● **Text provided**:

──────────

I stood in Pak 'n Save, weeping into a Terry's Chocolate Orange, rocking slowly backwards.
A lady with a trolley was trying to ease past, "scuse me, darl ..." I seized her by the throat, pinned her against the cereal and cried, "but it just doesn't feel like Christmas". Then I curled into a ball on the floor, gibbering and chewing the cornflake box.
Oh yes, it was Christmas.
Any Kiwi with a British friend will have seen the scene this Christmas. Christmas is the time of year when the British in New Zealand start to crack up. You'll see them pacing up and down, muttering: "But it just doesn't feel right ..."
It took me years to work out why this happens. As someone who grew up in England, I've had a string of Christmases here where I just felt odd. But this year, I worked it out.
Dad dragged us off to some distant city down south for Christmas. He likes to take us to places where the pharmacy is a tourist attraction. We were told that we simply had to see the local mountain, so up we drove.
Then we got out of the car, and I realised I had to walk up a peak.
That would have been ok. Except that I was wearing a pencil skirt and new flats. See, I'd fallen victim to English woman on weekend away syndrome. I'd packed clothes suitable for lounging on a yacht in Monaco. (Not that I've been to Monaco, but I've planned extensively for the situation when I meet the Prince of Monaco in the dairy.)
The tangled grass of the mountainside was slick with rain and pebbles. I looked at my new, patent leather, Boxing Day sale flats.
Something told me the mountain wasn't going to be impressed.
Two country Kiwis strode past in ex-Soviet Army boots. The woman gave me a pitying look. "Poor Jafa," the look said, "if we left her alone she'd be found dead two weeks later, suffocated by her own lycra pencil skirt. Perhaps we should be kind and just set the pigs on her now ..."
It was true. At the top of the hill, I realised that being mauled by a wild boar would have been a less painful experience.
I also realised that English people are pretty much always townies. And that is why in summer you find dazed and confused Brits.

──────────

● **Information supplied**:
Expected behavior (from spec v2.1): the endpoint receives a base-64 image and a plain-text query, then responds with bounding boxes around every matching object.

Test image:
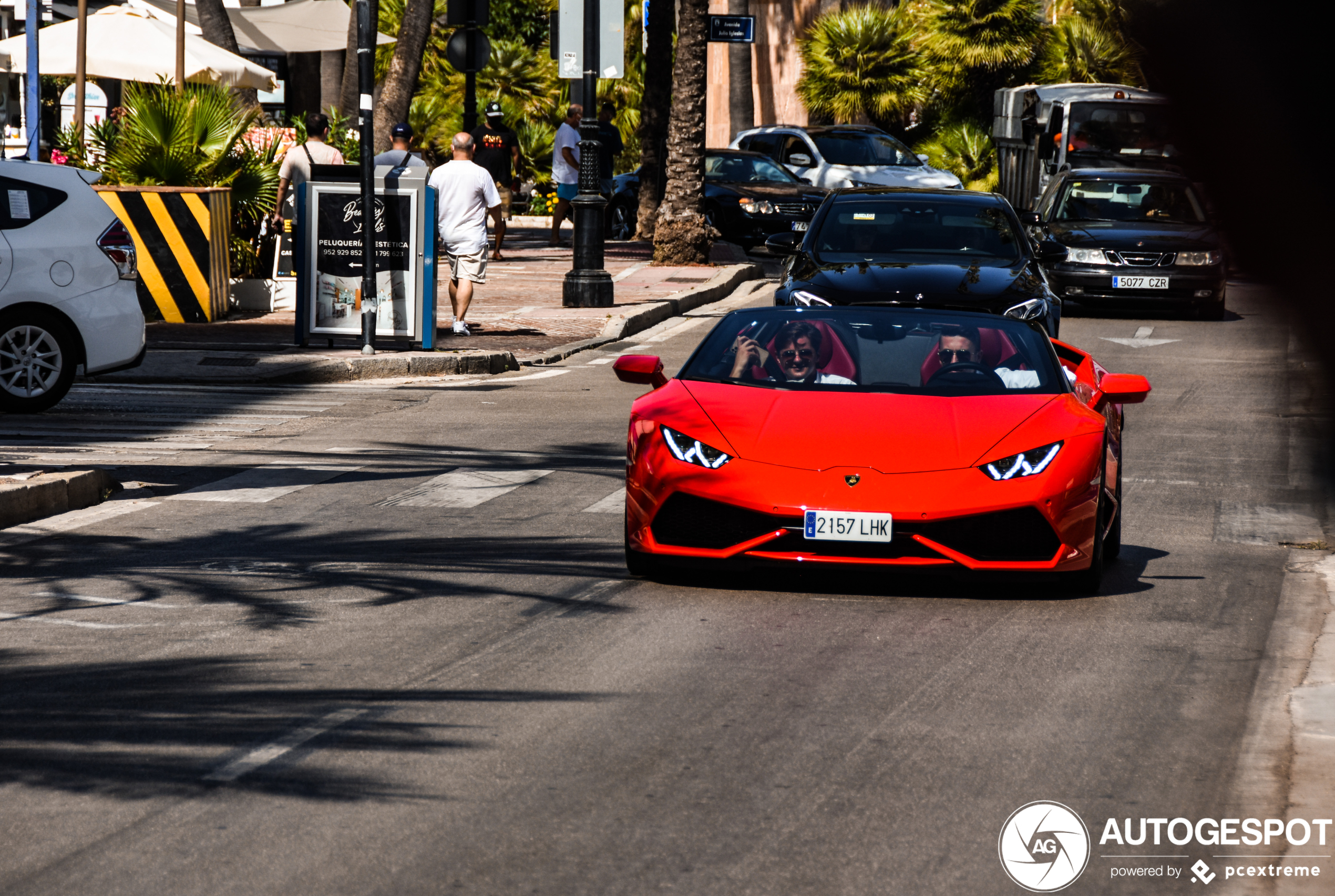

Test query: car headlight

──────────

● **Problem set**:
A: In the piece about Christmas in New Zealand, what was the writer wearing when the walk up the peak began?
B: Carry on the piece about Christmas in New Zealand from its last sentence.

● **Answers to the problems**:
A: A pencil skirt and new flats.

B:
In summer, New Zealand loves to go outdoors and throw itself at things. Running, biking, skiing, surfing, strapping yourself to a large hanky and throwing yourself out of a plane - these are things NZ excels in. Every summer, you'll see families stuffing the car. They're off to carve out a space in the great outdoors.
If they're not at the beach, they're on the farm. It seems everyone knows someone with a farm.
But for a chunk of Brits, these outdoorsy pastimes aren't a normal part of life.
Firstly, most Brit expats probably came from suburbia. In 2015, 90.6% of Brits are predicted to live in a city. So riding through fields, or even seeing a field, isn't normal. And, given Britain's weather, how likely is the beach?
Plus, the UK doesn't have the sizeable agricultural backbone that NZ does. The UK's top three exports for 2013 were metals, machinery, and oils. NZ's were dairy products, meat and timber. The NZ economy depends on people being outside and farming the land. Britain's doesn't. That's got to bleed into your cultural landscape.
Lastly, pastimes like hunting, skiing, horse riding and fishing can carry aristocratic images in England. They're for people with double-barrelled surnames. They're not for your middle-class kid on a summer holiday.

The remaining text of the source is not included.